____ Data to use
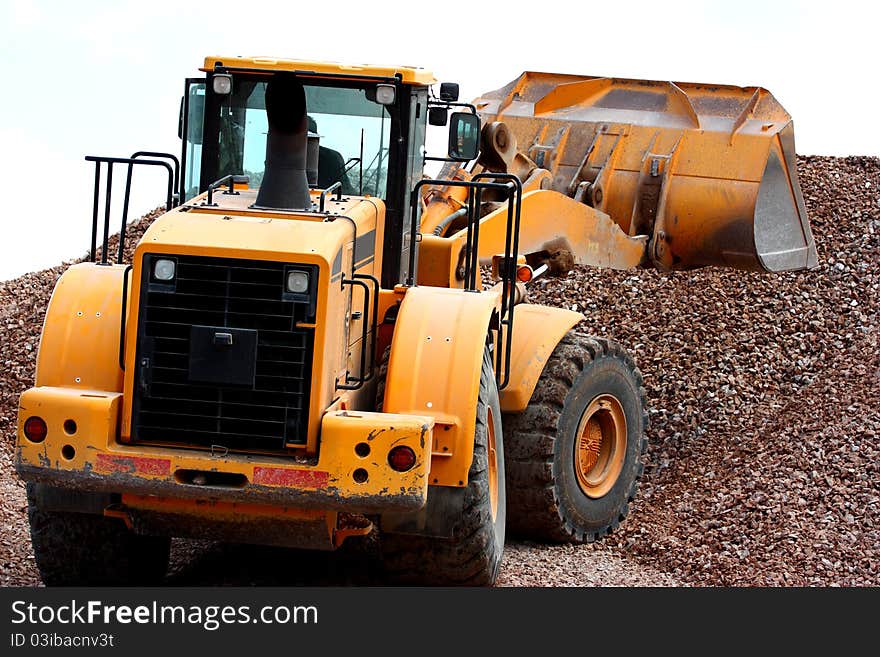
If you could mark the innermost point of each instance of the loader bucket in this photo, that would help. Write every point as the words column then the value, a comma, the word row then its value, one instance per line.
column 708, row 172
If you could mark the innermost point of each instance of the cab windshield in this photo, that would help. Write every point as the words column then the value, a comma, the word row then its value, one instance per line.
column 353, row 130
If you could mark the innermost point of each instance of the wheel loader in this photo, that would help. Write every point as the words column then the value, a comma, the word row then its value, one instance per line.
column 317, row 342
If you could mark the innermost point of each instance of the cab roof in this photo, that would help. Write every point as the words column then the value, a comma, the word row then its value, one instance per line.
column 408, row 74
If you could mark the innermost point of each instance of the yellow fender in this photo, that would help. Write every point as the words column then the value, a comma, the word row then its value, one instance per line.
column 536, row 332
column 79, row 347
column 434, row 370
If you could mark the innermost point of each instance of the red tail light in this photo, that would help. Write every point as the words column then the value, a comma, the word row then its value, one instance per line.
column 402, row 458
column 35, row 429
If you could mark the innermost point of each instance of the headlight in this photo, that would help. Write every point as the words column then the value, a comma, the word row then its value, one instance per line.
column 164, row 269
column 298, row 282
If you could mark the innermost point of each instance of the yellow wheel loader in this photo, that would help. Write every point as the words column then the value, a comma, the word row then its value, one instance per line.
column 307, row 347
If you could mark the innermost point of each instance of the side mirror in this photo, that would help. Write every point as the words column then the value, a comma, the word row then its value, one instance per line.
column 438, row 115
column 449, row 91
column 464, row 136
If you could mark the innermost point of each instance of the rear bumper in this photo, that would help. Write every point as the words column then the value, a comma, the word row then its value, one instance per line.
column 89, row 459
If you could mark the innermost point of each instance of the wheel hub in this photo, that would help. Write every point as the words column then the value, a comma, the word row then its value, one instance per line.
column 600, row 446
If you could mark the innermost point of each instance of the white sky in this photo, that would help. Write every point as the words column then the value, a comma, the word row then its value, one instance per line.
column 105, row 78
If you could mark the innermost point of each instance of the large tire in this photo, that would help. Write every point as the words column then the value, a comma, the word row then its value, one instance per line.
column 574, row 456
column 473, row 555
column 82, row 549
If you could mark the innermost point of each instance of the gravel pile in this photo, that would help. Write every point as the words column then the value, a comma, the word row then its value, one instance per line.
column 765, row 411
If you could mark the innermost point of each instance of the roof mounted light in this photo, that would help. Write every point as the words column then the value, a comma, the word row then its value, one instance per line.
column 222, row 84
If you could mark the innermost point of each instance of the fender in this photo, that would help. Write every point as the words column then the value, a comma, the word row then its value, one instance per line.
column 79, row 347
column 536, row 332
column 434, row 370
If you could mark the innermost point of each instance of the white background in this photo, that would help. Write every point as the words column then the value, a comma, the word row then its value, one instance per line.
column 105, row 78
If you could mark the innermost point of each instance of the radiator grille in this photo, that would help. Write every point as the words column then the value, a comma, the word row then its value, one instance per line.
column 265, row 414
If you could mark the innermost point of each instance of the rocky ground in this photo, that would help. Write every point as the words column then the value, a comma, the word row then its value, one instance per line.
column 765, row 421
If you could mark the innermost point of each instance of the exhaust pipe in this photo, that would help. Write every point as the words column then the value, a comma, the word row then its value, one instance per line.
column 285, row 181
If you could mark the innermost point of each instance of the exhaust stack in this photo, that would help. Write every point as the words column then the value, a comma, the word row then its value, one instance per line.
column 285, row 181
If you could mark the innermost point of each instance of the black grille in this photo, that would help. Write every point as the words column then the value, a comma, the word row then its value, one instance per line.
________
The problem -> Copy every item above word for word, leaving out the pictures.

Answer in full ->
If you could mark the innermost point of each instance of the loader bucket in this photo, that would help. Write every point as the words column then the value, a comma, the word row then its value, one instance per line.
column 708, row 172
If you could mark the innermost point of each instance of the cab windshield in this photo, that would help. Write every point as the words column then the value, a comma, the word row then its value, one instance per line.
column 353, row 130
If you could mark the innermost point of each instance of the wheel loader in this photo, that would help. Write every point as the words column then the value, a comma, the word row then its value, one instance per line.
column 317, row 342
If you could mark the innermost point of each instance of the cab roof in this photo, that would help. Write every point as the words column then the value, a comma, the word row then its value, one instance per line.
column 408, row 74
If you could mark the innermost point of each instance of the yellow fender in this photo, that would help. Write every point as the words column then the value, a comma, the word row then its value, one instance per line.
column 536, row 332
column 79, row 347
column 434, row 370
If you could mark the innermost point of each instance of the red tail light in this photo, that would help. Write every point as the words column then the value, a comma, the word row then its value, one instance per line.
column 402, row 458
column 35, row 429
If you could mark the innermost point of each instance of the headlight in this photo, that would help. Write every point as the words column then the value, a comma, the word row then its value, one instance per line.
column 164, row 269
column 298, row 282
If you could mark the innermost point of each instance of the yellow wheel loader in this photo, that would help. Write every point as the words column then the value, a comma, the word row then its value, one instance per line.
column 307, row 347
If you could mark the innermost point of each instance of the side mirror in this photo, that would help. Write every point as the words column then the value, a comma, the word row then its value, one instance per line.
column 438, row 115
column 449, row 91
column 464, row 136
If you could mark the innermost point of each instance of the rear bumper in this photo, that would help. Write every point as the words column then the value, a comma, the word row then its value, one instance per line.
column 89, row 459
If you could mark the innermost point of each instance of the wheel hub in this photo, that would help. Write every point as the words column then the value, a comma, the word row then its value, one instance per line.
column 600, row 446
If you could mark the innermost point of each instance of the white sky in this photo, that would help. Write every point as the words column then the value, a comma, the word row then its value, one instance per line.
column 105, row 78
If you could mark the innermost point of each instance of the large tire in this photo, that would help. Write every point as the words column then the value, a comma, the word row then its value, one instance per line.
column 574, row 456
column 473, row 555
column 82, row 549
If you could mark the innermost point of each instance of the gravel pile in this photo, that would help. Write every point as the words column then the value, a comma, the word row then its value, one instance per line.
column 765, row 411
If you could mark the innermost point of each instance of the roof mounted light in this photo, that would help. Write every point as the words column then the value, a comma, the word row then its value, one instance per line.
column 222, row 84
If you could mark the innermost point of each instance of the fender in this photo, that would help. Write every point as the words column then the value, a comma, the word row then its value, one instance per line.
column 79, row 347
column 536, row 332
column 434, row 370
If you could mark the innermost point of each instance of the white background in this photo, that would help. Write every point as the words column then the value, a comma, the word row then its value, one instance per line.
column 105, row 78
If you could mark the innermost point of each instance of the radiator grille in this photo, that would help. Write every point as the words column then the value, a comma, the word row then its value, one instance per line.
column 265, row 414
If you could mark the innermost point of each instance of the rocky ground in this photo, that would help. Write every point as the words column then the value, a comma, the word row then its value, one instance per line.
column 765, row 421
If you could mark the innermost point of each instance of the exhaust pipe in this photo, that would help. Write every point as the words column then the value, a comma, the word row then its value, one instance per line.
column 285, row 181
If you could mark the innermost point of each instance of the exhaust stack in this photo, that would help. Write every point as the words column then the value, a comma, the word row then its value, one instance per line.
column 285, row 181
If you could mark the innermost point of each instance of the black grille in this photo, that would help. Write every point as the words column then the value, a comma, the word row then its value, one instance per line.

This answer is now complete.